**Teks Dokumen:**
************

Perlunya Perusahaan Berzakat


Salah satu potensi zakat yang besar di negara kita, namun sampai sekarang belum tersosialisasi secara luas dan merata serta belum terhimpun hasilnya secara maksimal adalah zakat perusahaan. Sebagai contoh, potensi zakat dari sektor industri di negara kita sesuai hasil penelitian Muhammad Firdaus, Irfan Syauqi Beik, Tonny Irawan dan Bambang Juanda (IRTI IDB, 2012) mencapai Rp 22 triliun per tahun. Belum dari sektor perdagangan, jasa dan sektor usaha lainnya yang terus berkembang.

Perlunya perusahaan berzakat dilandasi dalil (nash) yang bersifat umum dalam Al Quran surat Al Baqarah ayat 267 dan At Taubah ayat 103 yang mewajibkan semua harta yang dimiliki untuk dikeluarkan zakatnya. Zakat perusahaan juga didalilkan kepada hadits riwayat Bukhari sebagai berikut, “Janganlah disatukan (dikumpulkan) harta yang terpisah dan janganlah dipisahkan harta yang menyatu, untuk menghindari mengeluarkan zakat.” dan “Dan harta yang disatukan dari dua orang yang berkongsi, maka dikembalikan kepada keduanya secara sama.”

************

**Data Tersimpan:**
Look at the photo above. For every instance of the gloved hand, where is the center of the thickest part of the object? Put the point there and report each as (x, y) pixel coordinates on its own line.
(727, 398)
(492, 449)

************

Ringkaslah teks dokumen dalam dua kalimat. Daftar di atas tidak berkaitan dengan teks dokumen.

Zakat perusahaan merupakan salah satu potensi zakat yang besar, tetapi belum tersosialisasi secara luas dan merata, dan hasilnya belum terhimpun secara maksimal; potensi dari sektor industri saja mencapai Rp 22 triliun per tahun menurut sebuah penelitian. Perlunya perusahaan berzakat dilandasi dalil umum dalam surat Al Baqarah ayat 267 dan At Taubah ayat 103 yang mewajibkan zakat atas semua harta yang dimiliki, serta hadits riwayat Bukhari tentang harta yang disatukan dan dipisahkan.